Point-per-instance localization data
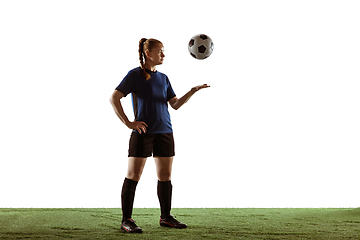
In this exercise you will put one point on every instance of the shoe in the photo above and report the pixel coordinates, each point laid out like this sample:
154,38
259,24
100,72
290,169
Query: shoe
129,226
170,221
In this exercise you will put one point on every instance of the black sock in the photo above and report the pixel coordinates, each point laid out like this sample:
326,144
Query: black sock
164,194
127,198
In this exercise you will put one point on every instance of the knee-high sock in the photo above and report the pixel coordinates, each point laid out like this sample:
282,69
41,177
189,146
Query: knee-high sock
164,191
127,197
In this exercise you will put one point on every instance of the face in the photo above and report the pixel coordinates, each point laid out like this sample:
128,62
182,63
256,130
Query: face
156,55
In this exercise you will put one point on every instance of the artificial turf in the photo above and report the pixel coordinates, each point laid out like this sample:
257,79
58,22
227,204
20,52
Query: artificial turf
203,223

Task brief - Should there be pictures in the data, leave them out and return the rest exactly.

Solution for this task -
In this exercise you will put one point on every instance of the shoe in the photo above and report the pixel coordinates, each point laid out like this sample:
154,38
259,24
100,72
290,169
Query: shoe
129,226
170,221
In this exercise you will put one point on every instance of the black sock in the photo above and report the pixel coordinates, each point laid out like this sample:
326,144
Query: black sock
164,194
127,198
In this exercise you will put one point on every instance of the knee-high sock in the photo above and report the pixel coordinates, each point laid out like this sample:
282,69
41,177
189,146
Query: knee-high sock
164,191
127,197
In this exercise you will put one point on every instance of the face in the photo above and report the pixel coordinates, each point laid out like this sample:
128,62
182,63
256,130
Query: face
156,55
In this exercise you will put one point on every instance of the artificial turf in the photo above and report the pixel coordinates, each point laid out like this sample:
257,79
58,22
227,204
20,52
Query: artificial turf
203,223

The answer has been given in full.